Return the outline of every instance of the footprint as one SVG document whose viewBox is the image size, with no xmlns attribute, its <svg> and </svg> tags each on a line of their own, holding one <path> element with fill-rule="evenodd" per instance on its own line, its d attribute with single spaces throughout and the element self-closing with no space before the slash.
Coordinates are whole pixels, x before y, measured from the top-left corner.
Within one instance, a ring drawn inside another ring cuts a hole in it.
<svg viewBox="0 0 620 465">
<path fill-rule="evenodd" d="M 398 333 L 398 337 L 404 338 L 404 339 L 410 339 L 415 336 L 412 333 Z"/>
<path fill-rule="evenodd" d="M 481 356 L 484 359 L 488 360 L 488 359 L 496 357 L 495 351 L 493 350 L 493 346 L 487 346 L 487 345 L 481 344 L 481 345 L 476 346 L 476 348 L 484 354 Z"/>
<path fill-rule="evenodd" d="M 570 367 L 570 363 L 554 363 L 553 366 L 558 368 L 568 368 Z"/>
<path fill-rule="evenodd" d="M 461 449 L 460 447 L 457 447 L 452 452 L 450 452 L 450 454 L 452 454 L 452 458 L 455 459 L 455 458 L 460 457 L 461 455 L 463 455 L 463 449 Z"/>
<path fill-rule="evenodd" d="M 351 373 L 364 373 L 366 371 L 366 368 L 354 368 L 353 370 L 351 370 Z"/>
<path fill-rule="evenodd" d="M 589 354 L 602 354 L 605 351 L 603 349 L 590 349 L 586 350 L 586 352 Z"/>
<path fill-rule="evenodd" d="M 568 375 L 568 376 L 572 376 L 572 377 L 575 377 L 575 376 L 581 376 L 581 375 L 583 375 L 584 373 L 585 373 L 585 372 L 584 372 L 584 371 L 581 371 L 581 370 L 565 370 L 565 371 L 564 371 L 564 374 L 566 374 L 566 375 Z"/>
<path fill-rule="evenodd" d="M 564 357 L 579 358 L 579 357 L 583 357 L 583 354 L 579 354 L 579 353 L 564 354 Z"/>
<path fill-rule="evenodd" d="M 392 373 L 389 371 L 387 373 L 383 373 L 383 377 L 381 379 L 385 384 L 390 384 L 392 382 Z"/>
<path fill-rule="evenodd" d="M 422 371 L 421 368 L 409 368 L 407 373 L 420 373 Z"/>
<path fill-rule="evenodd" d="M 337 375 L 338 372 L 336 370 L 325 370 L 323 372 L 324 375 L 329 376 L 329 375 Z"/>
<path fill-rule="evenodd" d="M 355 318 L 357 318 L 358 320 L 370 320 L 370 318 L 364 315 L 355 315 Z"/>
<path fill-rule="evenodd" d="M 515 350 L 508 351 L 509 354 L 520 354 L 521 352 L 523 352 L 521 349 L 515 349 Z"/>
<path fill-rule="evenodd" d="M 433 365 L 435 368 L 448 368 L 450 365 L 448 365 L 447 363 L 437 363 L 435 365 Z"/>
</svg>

> Work instructions: Take the entries above and copy out all lines with the string "before".

> Written reply:
Return the outline of every instance of the footprint as one SVG document whose viewBox is the image size, with no xmlns attribute, its <svg> and </svg> tags each on a line of their own, holding one <path> element with fill-rule="evenodd" per instance on its own line, its d attribute with single spaces throughout and the element self-closing with no space before the slash.
Coordinates are whole pixels, x before y, measured from the top-left corner.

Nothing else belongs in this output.